YOUR GOAL >>
Could you repeat the data word for word while skipping the pictures?

WORKING DATA >>
»»

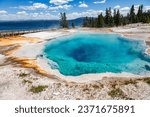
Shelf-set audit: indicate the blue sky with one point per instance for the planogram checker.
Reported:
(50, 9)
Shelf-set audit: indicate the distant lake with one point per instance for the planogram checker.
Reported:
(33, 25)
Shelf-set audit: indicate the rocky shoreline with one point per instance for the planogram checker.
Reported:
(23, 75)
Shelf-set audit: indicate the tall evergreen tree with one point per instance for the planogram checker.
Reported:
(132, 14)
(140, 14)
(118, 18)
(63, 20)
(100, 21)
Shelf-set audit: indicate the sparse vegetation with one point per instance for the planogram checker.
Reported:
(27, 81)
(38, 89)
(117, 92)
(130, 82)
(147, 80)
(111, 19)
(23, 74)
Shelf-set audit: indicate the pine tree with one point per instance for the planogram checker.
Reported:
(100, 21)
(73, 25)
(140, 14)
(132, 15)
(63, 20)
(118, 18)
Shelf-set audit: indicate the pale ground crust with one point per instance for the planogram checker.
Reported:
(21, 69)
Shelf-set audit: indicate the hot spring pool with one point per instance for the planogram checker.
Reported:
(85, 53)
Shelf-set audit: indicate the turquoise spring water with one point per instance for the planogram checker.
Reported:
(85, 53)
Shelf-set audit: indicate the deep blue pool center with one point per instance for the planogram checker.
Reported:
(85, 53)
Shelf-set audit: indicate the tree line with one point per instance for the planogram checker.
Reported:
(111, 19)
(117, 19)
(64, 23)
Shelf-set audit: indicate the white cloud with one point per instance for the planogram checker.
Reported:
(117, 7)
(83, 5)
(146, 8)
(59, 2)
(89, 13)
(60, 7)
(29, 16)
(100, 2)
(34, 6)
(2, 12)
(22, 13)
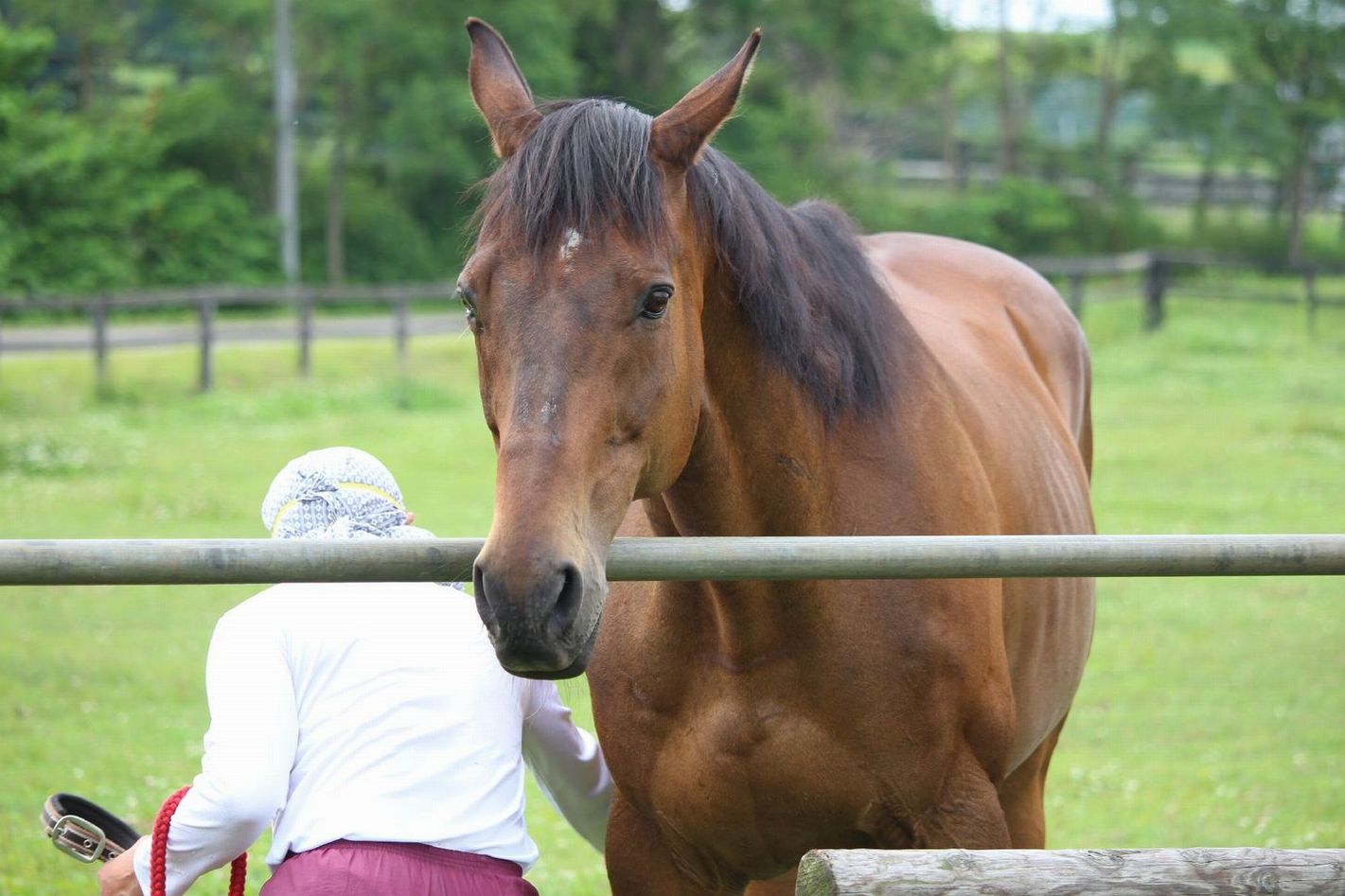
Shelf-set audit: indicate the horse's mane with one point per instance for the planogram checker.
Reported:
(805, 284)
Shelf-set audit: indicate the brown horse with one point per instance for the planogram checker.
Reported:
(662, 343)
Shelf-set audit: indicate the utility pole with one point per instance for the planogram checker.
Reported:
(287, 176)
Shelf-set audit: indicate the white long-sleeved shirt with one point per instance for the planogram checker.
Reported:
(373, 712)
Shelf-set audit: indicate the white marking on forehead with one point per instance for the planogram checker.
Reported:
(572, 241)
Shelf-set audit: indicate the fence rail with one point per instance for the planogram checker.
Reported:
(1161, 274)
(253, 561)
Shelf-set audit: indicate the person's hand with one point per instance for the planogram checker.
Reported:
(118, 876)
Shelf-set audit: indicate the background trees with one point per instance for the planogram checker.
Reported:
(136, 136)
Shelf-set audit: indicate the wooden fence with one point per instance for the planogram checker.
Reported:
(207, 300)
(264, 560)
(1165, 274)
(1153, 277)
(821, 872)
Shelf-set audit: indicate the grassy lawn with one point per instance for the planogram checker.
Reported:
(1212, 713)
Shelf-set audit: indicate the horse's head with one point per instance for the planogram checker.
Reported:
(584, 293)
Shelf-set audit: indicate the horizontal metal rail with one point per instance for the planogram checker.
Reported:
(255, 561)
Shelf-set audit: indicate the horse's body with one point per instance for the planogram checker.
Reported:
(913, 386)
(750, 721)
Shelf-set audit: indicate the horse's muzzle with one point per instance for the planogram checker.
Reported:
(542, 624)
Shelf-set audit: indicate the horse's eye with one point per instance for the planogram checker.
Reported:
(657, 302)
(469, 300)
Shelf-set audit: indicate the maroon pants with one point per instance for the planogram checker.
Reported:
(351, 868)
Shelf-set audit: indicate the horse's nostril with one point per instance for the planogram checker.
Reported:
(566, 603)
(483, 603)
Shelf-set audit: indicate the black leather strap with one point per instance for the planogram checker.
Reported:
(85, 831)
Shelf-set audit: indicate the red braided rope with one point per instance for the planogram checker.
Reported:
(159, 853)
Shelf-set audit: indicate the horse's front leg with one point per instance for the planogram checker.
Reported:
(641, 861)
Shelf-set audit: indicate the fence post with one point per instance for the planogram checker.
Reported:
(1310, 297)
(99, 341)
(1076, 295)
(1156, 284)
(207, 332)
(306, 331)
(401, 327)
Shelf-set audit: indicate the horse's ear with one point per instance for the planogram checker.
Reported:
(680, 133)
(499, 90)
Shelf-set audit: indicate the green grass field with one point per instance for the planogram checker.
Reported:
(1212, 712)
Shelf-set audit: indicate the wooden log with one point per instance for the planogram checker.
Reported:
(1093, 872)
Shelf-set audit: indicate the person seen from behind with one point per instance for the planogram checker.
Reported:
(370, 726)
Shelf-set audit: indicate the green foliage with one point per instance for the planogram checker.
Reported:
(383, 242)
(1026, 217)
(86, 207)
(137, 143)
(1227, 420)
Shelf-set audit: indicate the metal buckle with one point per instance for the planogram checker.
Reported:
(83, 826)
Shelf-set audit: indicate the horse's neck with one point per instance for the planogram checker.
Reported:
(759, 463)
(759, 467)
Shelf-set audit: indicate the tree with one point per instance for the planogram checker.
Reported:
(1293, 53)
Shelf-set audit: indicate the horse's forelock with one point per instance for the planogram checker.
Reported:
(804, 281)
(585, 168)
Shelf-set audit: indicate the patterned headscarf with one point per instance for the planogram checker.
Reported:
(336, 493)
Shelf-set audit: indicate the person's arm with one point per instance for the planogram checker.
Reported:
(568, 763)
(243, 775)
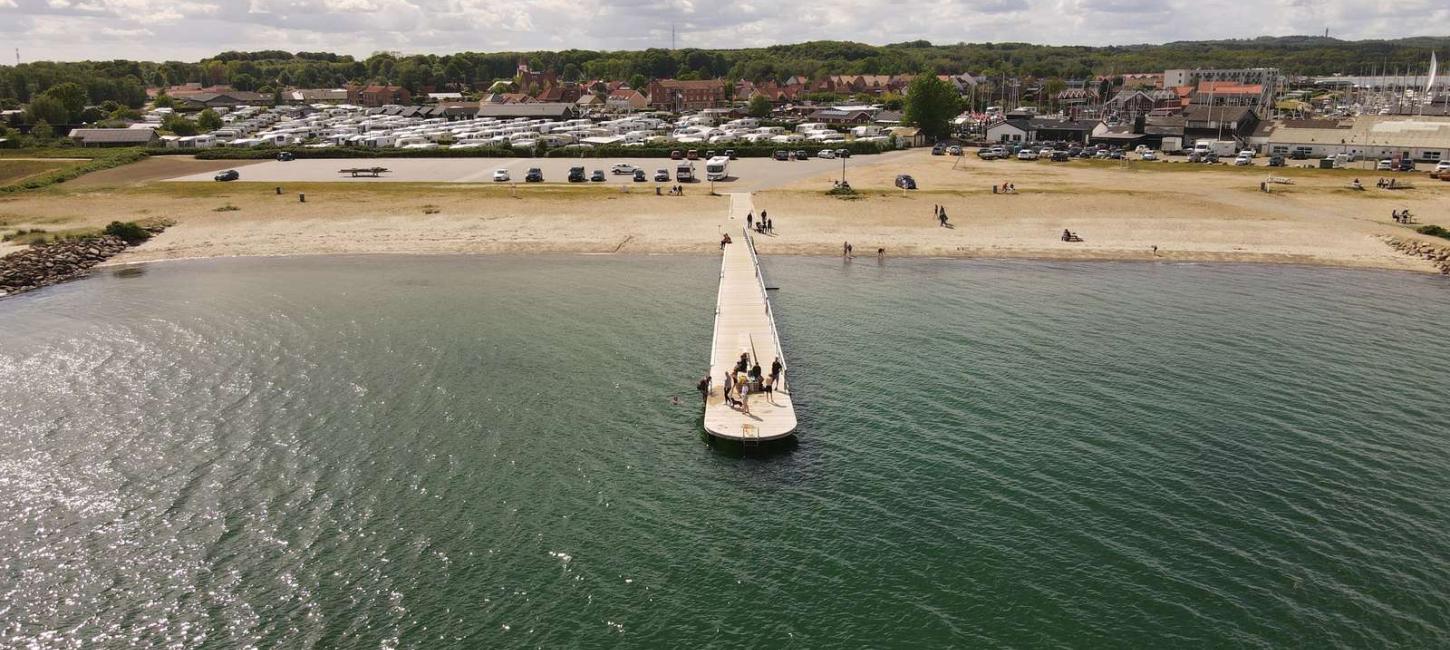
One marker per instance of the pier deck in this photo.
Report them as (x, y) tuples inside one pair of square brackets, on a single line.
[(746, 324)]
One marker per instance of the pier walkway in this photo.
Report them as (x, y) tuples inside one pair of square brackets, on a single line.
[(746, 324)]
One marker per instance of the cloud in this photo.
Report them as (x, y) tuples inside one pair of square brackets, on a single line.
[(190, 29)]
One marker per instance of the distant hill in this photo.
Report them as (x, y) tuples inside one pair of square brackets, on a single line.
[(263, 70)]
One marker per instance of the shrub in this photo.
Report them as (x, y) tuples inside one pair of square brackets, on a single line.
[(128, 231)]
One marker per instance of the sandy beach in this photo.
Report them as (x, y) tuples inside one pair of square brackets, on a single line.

««

COMPLETED EXERCISE >>
Shelf-set audit: indicate the blue sky with one point per instance for the planogram checker.
Reported:
(50, 9)
Shelf-set audit: indicate the distant lake with one point per instance for the planogram checker.
Reported:
(33, 25)
Shelf-set audit: indicate the rocky shoreline with one point per instance for the planogram checker.
Reported:
(23, 75)
Shelf-set audit: indicate the tall evergreen tree with one point per instance for the planogram checker.
Reported:
(132, 14)
(140, 14)
(118, 18)
(63, 20)
(100, 21)
Shelf-set audit: indicate the sparse vegetation with one point per instance for the planogram checker.
Reported:
(27, 81)
(38, 89)
(117, 92)
(130, 82)
(147, 80)
(111, 19)
(23, 74)
Shelf-set audit: indicate the pine tree with one point per instance for the planogram checker.
Reported:
(100, 21)
(73, 25)
(140, 14)
(132, 15)
(63, 20)
(118, 18)
Shelf-set audit: indicate the pale ground crust with one point per instance for the planogram checker.
Reported:
(21, 69)
Shelf-set audit: indicate the hot spring pool with one point per instance for the planogram checker.
Reported:
(85, 53)
Shelf-set audit: indicate the turquoise spring water with one point per instance for the planogram checker.
Reported:
(85, 53)
Shelf-set audit: indicate the deep blue pool center with one point per instance for the planogram checker.
Reported:
(85, 53)
Shelf-set audit: indicate the tree line with one point per instance for the planogram checker.
Reported:
(111, 19)
(117, 19)
(64, 23)
Shelf-set audit: indicate the white cloud with one point per instance for the planogram checker.
Reported:
(117, 7)
(83, 5)
(146, 8)
(59, 2)
(89, 13)
(60, 7)
(29, 16)
(100, 2)
(34, 6)
(2, 12)
(22, 13)
Shelf-set audit: indicate the horse's mane with one point per instance for the planogram checker.
Reported:
(805, 284)
Shelf-set audit: indicate the brown horse with one point per instance for the planogram checker.
Reported:
(662, 343)
Shelf-set audit: indicate the utility pole with one point per instance for the planogram checker.
Reported:
(287, 176)
Shelf-set audit: indicate the white long-sleeved shirt with one point per instance for the planogram checker.
Reported:
(373, 712)
Shelf-set audit: indicate the white marking on forehead with one point per instance for the planogram checker.
Reported:
(572, 241)
Shelf-set audit: indicate the fence rail with one point per instance for the planogram checker.
Reported:
(1161, 274)
(253, 561)
Shelf-set audit: indicate the person's hand with one point per instance for the planogram checker.
Reported:
(118, 876)
Shelf-set audit: indicate the background trees with one point per instance for the planogram checker.
Reported:
(136, 136)
Shelf-set audit: indicate the wooden fence with one point per instance for the planogram checker.
Reported:
(207, 300)
(264, 560)
(1165, 274)
(1153, 277)
(821, 872)
Shelf-set audit: indicate the grassy lawn with one point per instance for the planogram checker.
Reported:
(1212, 713)
Shelf-set audit: indicate the horse's head with one point per instance for the planogram checker.
Reported:
(584, 293)
Shelf-set audit: indicate the horizontal metal rail with one point per instance for the planogram checker.
Reported:
(255, 561)
Shelf-set audit: indicate the horse's body with one point per instance for the planogram checker.
Reported:
(913, 386)
(750, 721)
Shelf-set audit: indicate the horse's muzzle with one point per instance for the planogram checker.
Reported:
(542, 624)
Shelf-set audit: indicate the horse's eye with one point per instance for the planogram checker.
Reported:
(657, 302)
(469, 300)
Shelf-set audit: indicate the maroon pants with one point per instance for the planogram checker.
Reported:
(351, 868)
Shelf-set audit: indicate the horse's nostril with one point per instance for the planogram checker.
Reported:
(566, 603)
(483, 603)
Shelf-set audit: indicate the black leather strap with one point per instance for the planogram checker.
Reported:
(85, 831)
Shelf-set audit: indicate the red braided rope with one point per instance for the planogram checker.
Reported:
(159, 853)
Shelf-set audit: indicate the horse's front leg with one point per instance for the planogram checker.
Reported:
(641, 861)
Shelf-set audit: indicate the fence post with one point per instance for the planogram checker.
Reported:
(1310, 297)
(99, 341)
(1076, 295)
(1156, 284)
(207, 332)
(306, 331)
(401, 327)
Shelf-set audit: indicate the horse's ear with one point per instance for the planogram checker.
Reported:
(680, 133)
(499, 90)
Shelf-set audit: indicate the green grass field with one point per instance for the planogram checker.
Reported:
(1212, 712)
Shelf-set audit: indicate the wooden log with one point per instance for the planogram checker.
Reported:
(1093, 872)
Shelf-set audit: indicate the person seen from behind with one point per instance for the planogram checker.
Reported:
(370, 726)
Shelf-set audit: indicate the green foliage with one point per instance for the planogram checker.
Reported:
(383, 242)
(1026, 217)
(86, 207)
(137, 143)
(1227, 420)
Shelf-set audit: indicate the metal buckle with one point per instance for the planogram checker.
Reported:
(83, 826)
Shelf-set audit: indicate the horse's neck with one point per instance for the planogram checker.
Reported:
(759, 463)
(759, 467)
Shelf-set audit: indicate the tree with one point per instance for the planogram checker.
Reported:
(1293, 53)
Shelf-set audit: indicate the horse's forelock with one point per instance for the planogram checker.
Reported:
(804, 281)
(585, 168)
Shelf-set audit: indicate the patterned headscarf with one point per instance for the planogram checker.
Reported:
(336, 493)
Shelf-set audit: indicate the person's arm with one point per instance for the planogram checker.
Reported:
(568, 763)
(243, 775)
One marker per instance of the pier deck in this photo.
Report them as (x, y) tuples inside one pair of square brackets, on a single line.
[(746, 324)]
One marker per instance of the pier walkway in this photo.
Report them as (x, y) tuples inside one pair of square brackets, on a single line.
[(746, 324)]
One marker per instance of the cloud in this photo.
Report them as (x, y) tuples inside one pair of square brackets, on a single line.
[(190, 29)]
One marker per instance of the distant hill in this photo.
Report them as (x, y) tuples inside one pair of square brackets, on a single line.
[(263, 70)]
One marker per instance of the shrub in this photo.
Report them as (x, y) tuples inside one pair of square brackets, on a single line.
[(128, 231)]
One marker per instance of the sandy beach in this photo.
Report them as (x, y) tuples inside one pair of square brackets, on a single line.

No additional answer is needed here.